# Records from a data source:

▼

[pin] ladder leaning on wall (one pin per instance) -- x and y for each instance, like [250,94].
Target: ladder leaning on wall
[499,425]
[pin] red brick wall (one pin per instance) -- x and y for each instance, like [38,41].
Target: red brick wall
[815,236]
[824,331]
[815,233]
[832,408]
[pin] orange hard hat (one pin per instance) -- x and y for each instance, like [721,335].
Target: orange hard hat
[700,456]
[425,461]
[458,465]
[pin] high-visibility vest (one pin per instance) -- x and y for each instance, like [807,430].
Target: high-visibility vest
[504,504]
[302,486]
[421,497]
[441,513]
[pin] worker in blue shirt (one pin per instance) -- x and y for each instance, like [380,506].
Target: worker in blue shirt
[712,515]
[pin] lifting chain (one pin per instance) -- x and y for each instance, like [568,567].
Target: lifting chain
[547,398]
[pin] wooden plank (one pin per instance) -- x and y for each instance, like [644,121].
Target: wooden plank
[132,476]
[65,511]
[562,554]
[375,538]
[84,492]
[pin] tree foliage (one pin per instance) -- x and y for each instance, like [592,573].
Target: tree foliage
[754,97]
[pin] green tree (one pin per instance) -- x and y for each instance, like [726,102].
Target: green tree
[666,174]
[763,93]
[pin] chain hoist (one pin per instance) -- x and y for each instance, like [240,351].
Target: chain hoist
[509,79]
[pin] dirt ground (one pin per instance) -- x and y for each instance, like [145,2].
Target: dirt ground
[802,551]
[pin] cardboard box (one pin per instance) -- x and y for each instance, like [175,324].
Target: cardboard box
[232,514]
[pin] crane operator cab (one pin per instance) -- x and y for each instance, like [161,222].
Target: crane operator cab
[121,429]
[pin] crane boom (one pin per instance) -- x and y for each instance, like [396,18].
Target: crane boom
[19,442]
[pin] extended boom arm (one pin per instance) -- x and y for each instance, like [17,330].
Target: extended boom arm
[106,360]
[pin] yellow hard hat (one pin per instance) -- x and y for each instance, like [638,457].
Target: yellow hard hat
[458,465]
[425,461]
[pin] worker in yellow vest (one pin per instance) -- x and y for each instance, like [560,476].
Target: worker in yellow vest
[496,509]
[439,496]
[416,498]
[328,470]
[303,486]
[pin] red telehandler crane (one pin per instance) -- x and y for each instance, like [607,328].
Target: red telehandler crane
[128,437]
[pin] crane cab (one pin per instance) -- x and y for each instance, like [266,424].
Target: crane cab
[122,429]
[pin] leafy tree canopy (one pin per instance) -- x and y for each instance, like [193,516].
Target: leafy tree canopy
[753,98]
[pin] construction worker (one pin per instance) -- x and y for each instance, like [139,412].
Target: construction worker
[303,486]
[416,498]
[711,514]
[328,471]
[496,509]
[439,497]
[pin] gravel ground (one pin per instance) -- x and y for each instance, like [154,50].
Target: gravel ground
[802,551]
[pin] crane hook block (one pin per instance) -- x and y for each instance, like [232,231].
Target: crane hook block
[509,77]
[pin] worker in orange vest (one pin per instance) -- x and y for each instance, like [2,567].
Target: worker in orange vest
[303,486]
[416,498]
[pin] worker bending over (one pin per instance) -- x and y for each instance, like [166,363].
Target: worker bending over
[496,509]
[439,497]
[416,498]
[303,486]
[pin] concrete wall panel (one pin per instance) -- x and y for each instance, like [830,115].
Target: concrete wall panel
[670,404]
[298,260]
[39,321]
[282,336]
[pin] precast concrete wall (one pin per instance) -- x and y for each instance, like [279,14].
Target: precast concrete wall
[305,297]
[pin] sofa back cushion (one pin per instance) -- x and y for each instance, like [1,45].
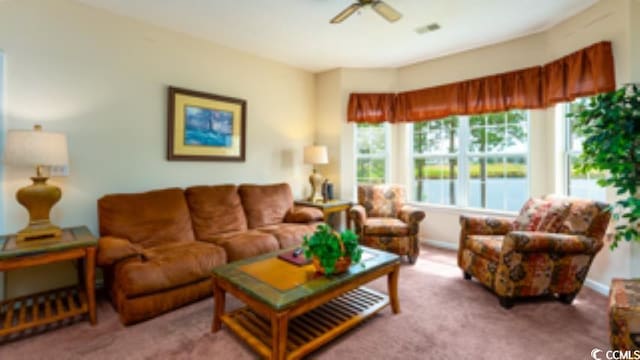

▲

Can you repeat, word for word, every line above from the one containing "Target: red brick wall" down to the one containing "[pin] tree foliage", including both?

# OUTPUT OF THE EXERCISE:
Target: red brick wall
[815,236]
[824,331]
[815,233]
[832,408]
[pin] orange hard hat (one pin per instance) -- x and y for each instance, like [721,335].
Target: orange hard hat
[700,456]
[425,461]
[458,465]
[pin] high-visibility vest (one pin per instance) -- x and y for each instance, like [807,430].
Target: high-visibility vest
[504,504]
[302,486]
[421,497]
[441,513]
[pin] worker in blue shirt (one pin per instance) -- x and y for each instance, like [380,506].
Target: worker in blue shirt
[712,515]
[pin] lifting chain (one pin per instance) -- x and y for each instance, like [568,567].
Target: lifting chain
[547,398]
[pin] wooden plank (one pin per instance) -- x and y for each instance, like [644,121].
Target: wooden plank
[132,476]
[65,511]
[562,554]
[375,538]
[84,492]
[pin] tree foliage (one pin per instance) -- x and y for each instance, like [592,573].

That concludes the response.